Yee's trial drew international attention. The Wall Street Journal writes that Yee's trial showcases "Singapore's struggle to adapt its tradition of censorship to the realities of the digital era."[96]


The court found Yee guilty and convicted him of both charges on 12 May 2015. With regards to the obscenity charge, judge Jasvender Kaur said that "standards of obscenity will change from time to time", and differ among countries, and that "it was up to the courts to decide based on community standards." Kaur considered the effect that image had on teenagers, and concluded that it met the "strongest possible disapproval and condemnation". With regards to the second charge on making remarks intending to hurt the feelings of Christians, Kaur said that Yee's remarks were "clearly derogatory and offensive to Christians".[97]

Yee's bail was reduced to $10,000, and his parents paid the bail. The prohibition for him to post online was lifted. Yee was required to remove the offensive YouTube video and the blog post in question; it is not an offence, however, for other people to re-post Yee's videos or blog post. Yee complied, but 9 days later, on 21 May Yee made public both the blog post and video again.[98][99]

Yee was greeted by "around a dozen onlookers who waited to welcome him and give him advice."[100] To reporters, Yee said that he "[did] not know if [he] should celebrate [his] release or mourn [his] sentence."[8][101] Yee was given a red packet containing a $100 note by retired artist Koh Ban Jee, who said "he wanted to encourage Yee to go back to school and go to university."[100] A day before the verdict, dozens showed up for a candlelight vigil at Hong Lim Park to support Yee.[102][103][104]

During the court hearing, Yee, who faced a fine and up to three years jail,[59][105] had requested to be jailed instead of going for probation after being sentenced guilty by Kaur.[106] The prosecution requested that Yee be given counseling and probation. The court adjourned sentencing pending a probation report for Yee.[8]

"Singapore's actions to criminalize Yee's statements run contrary to international human rights standards and are a dangerous affront to freedom of expression."

> Records provided
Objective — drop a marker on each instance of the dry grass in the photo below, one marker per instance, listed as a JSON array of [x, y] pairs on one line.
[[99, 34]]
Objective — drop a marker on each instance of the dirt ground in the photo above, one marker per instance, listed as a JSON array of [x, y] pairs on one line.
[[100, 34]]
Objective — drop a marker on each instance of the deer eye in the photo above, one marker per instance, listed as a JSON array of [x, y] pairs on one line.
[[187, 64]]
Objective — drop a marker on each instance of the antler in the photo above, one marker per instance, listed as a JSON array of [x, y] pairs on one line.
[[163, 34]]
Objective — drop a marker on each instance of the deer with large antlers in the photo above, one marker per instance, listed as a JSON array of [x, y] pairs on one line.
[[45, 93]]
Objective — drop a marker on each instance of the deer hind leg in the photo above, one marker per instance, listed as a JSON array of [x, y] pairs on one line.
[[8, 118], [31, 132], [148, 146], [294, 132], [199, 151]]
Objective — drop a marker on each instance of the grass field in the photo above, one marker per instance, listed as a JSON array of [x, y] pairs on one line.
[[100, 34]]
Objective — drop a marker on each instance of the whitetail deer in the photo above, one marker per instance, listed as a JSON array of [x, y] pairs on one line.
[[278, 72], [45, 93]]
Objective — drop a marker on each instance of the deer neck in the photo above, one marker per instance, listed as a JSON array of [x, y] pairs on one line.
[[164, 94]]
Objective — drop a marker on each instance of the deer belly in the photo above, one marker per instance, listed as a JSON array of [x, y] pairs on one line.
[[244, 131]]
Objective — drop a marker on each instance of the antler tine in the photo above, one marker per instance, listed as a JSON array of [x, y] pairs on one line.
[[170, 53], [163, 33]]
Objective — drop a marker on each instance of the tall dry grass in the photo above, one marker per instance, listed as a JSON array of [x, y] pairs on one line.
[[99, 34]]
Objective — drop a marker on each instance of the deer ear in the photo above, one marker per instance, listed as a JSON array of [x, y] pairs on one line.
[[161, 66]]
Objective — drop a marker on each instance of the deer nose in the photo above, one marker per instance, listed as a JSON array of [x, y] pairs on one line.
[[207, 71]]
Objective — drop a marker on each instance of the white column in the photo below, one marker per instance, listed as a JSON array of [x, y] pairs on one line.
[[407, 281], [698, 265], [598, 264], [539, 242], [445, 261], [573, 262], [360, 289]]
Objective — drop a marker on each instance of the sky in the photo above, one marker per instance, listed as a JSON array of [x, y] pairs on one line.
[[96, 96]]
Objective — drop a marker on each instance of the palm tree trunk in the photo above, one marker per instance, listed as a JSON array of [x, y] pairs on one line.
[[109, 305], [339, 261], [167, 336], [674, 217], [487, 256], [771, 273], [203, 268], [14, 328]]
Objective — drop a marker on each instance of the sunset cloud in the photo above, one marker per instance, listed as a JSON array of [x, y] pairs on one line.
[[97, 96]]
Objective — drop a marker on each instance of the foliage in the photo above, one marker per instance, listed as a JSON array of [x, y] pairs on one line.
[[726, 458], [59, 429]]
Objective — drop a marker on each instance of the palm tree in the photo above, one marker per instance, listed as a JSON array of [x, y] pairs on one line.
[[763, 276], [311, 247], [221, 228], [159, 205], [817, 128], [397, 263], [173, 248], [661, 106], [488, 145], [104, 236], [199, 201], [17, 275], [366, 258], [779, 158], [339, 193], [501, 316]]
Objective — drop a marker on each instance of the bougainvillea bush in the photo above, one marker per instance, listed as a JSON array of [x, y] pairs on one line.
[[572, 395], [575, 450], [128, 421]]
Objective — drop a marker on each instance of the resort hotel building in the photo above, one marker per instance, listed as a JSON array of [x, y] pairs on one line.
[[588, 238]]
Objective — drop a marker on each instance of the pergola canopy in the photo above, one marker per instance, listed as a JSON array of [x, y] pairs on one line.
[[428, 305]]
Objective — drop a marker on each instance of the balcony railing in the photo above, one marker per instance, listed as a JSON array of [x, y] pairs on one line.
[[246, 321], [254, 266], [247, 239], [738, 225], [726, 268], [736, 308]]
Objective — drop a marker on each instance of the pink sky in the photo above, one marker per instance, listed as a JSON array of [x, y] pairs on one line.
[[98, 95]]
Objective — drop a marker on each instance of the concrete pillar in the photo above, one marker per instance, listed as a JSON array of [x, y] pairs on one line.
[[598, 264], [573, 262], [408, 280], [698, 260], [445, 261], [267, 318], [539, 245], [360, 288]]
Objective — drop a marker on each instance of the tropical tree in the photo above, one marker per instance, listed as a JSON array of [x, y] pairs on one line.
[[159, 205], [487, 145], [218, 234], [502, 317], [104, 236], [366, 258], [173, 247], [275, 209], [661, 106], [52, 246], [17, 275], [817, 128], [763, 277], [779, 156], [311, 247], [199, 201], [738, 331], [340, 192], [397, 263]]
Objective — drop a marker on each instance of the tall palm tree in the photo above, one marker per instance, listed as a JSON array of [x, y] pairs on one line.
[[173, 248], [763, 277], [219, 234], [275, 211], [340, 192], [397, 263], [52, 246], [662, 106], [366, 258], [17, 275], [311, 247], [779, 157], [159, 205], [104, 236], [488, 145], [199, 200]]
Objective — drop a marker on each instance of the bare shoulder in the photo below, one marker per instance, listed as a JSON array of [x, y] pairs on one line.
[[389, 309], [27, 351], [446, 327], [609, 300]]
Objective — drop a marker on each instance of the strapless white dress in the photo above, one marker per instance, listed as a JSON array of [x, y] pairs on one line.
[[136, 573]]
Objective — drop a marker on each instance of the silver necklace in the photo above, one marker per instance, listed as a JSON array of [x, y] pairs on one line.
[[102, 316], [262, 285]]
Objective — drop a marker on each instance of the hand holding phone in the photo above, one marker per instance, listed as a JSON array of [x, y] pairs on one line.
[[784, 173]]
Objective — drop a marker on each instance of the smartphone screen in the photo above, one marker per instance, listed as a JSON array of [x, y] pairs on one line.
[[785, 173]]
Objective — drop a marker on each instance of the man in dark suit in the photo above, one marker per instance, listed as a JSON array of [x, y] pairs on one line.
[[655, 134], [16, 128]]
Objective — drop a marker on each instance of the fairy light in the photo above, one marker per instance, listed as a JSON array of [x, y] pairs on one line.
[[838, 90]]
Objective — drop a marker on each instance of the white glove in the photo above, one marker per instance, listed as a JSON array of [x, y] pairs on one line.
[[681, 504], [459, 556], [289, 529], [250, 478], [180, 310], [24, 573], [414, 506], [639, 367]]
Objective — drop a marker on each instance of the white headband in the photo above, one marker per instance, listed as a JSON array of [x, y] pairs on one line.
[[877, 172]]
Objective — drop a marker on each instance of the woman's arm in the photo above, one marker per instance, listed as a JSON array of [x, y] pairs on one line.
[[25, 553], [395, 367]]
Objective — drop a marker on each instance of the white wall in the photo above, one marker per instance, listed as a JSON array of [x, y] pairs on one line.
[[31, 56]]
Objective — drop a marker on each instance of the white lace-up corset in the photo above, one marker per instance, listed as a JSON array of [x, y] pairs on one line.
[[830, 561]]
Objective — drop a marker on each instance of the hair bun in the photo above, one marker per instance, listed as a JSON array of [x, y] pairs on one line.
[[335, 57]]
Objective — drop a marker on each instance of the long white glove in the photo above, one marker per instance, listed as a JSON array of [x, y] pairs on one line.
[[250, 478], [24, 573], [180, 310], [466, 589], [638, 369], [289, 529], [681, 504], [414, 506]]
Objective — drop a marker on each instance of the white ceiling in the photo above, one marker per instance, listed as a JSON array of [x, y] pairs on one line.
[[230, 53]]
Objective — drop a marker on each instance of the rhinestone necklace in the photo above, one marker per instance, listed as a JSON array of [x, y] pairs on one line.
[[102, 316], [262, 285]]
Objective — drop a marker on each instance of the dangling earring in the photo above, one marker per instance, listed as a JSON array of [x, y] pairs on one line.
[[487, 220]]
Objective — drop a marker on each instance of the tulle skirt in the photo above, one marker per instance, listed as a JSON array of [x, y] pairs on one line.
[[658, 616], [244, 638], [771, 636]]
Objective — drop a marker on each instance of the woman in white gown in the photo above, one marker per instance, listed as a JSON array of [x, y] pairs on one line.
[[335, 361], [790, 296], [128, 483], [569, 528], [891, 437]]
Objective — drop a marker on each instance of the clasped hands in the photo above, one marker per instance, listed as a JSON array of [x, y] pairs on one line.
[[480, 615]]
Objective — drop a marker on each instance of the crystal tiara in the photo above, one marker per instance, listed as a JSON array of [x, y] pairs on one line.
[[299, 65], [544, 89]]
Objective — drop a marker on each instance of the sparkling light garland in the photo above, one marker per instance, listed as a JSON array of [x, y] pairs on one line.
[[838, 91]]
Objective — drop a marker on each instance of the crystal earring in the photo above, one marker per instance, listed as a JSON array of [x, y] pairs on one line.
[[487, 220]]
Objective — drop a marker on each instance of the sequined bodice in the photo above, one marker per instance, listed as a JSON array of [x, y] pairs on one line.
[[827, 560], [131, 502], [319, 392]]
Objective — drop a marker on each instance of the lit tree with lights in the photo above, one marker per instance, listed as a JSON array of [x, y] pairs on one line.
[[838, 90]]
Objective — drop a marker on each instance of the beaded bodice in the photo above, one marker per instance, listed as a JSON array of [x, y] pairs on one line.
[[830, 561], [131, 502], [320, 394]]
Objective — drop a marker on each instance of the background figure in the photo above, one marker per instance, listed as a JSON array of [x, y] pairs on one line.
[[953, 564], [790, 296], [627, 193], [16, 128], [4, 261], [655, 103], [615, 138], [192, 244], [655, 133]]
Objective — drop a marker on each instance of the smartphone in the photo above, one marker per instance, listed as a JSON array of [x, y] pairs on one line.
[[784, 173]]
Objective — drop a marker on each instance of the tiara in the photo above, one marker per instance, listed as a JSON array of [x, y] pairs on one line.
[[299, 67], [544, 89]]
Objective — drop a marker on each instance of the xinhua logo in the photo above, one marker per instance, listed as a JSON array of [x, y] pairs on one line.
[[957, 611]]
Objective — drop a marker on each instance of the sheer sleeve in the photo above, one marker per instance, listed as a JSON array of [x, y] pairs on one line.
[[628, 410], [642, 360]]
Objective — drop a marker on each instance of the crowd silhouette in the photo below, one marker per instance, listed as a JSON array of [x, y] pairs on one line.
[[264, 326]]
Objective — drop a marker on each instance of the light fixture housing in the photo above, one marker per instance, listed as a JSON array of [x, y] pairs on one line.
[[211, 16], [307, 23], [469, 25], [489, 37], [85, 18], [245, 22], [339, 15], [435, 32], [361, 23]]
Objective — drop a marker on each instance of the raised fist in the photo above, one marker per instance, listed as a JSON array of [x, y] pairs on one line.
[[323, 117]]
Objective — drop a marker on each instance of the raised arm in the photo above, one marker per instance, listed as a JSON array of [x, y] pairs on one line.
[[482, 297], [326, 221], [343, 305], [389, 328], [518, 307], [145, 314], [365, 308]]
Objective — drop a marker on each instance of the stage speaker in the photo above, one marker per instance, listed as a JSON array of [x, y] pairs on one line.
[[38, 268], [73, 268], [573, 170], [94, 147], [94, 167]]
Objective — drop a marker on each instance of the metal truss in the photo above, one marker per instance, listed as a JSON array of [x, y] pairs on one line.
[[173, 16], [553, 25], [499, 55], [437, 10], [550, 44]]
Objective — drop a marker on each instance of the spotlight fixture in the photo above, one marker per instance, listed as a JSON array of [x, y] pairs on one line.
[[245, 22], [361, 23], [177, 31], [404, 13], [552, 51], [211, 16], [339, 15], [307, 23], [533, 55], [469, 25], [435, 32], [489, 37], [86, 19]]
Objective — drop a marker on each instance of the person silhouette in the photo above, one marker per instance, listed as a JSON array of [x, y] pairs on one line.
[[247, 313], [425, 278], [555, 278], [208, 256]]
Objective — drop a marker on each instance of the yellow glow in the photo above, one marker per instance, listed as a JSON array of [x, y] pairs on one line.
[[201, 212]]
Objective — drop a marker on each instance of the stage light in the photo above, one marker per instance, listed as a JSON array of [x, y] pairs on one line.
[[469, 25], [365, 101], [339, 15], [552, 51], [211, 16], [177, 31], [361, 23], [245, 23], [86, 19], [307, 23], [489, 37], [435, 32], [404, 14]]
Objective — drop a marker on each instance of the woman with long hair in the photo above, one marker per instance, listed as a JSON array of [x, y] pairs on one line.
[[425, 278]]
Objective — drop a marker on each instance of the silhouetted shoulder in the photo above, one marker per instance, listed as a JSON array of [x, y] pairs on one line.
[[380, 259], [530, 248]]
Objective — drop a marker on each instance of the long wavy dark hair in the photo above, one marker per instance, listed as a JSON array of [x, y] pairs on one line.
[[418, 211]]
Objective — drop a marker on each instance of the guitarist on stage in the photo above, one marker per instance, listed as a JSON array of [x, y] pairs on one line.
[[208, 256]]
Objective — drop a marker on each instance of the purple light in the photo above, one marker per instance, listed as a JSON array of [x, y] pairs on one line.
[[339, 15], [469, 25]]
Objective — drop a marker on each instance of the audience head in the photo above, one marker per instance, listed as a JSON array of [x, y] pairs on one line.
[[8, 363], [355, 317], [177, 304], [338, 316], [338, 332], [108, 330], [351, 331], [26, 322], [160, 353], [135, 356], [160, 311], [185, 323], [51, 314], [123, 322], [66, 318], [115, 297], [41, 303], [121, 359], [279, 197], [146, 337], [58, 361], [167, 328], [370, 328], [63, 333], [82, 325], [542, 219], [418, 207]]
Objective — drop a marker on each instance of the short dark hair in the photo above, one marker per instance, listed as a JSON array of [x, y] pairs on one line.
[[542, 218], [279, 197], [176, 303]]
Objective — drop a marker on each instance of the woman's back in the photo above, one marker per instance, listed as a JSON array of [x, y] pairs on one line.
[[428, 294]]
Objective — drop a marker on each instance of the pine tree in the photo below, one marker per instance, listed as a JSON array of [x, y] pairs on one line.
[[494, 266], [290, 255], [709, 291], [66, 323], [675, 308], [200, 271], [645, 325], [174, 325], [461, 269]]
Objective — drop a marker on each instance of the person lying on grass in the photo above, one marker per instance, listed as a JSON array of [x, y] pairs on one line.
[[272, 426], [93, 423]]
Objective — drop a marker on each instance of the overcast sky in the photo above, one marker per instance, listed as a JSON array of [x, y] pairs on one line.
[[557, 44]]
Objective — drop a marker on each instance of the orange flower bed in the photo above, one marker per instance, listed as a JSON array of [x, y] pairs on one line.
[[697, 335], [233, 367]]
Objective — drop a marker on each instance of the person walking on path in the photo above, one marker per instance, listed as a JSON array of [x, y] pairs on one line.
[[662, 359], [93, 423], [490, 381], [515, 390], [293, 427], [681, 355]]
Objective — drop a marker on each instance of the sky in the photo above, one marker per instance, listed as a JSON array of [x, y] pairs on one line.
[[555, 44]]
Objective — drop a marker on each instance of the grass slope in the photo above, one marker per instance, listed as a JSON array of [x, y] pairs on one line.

> Task instructions
In the passage about Yee's trial, shorten the paragraph beginning "The court found Yee guilty" and keep its main facts. The material above is separate from the passage about Yee's trial.

> The output
On 12 May 2015, the court convicted Yee of both charges. On the obscenity charge, judge Jasvender Kaur said standards of obscenity change over time and differ among countries, and courts decide them by community standards. Considering the image's effect on teenagers, she concluded it met the "strongest possible disapproval and condemnation." On the charge of intending to hurt Christians' feelings, she found Yee's remarks "clearly derogatory and offensive to Christians."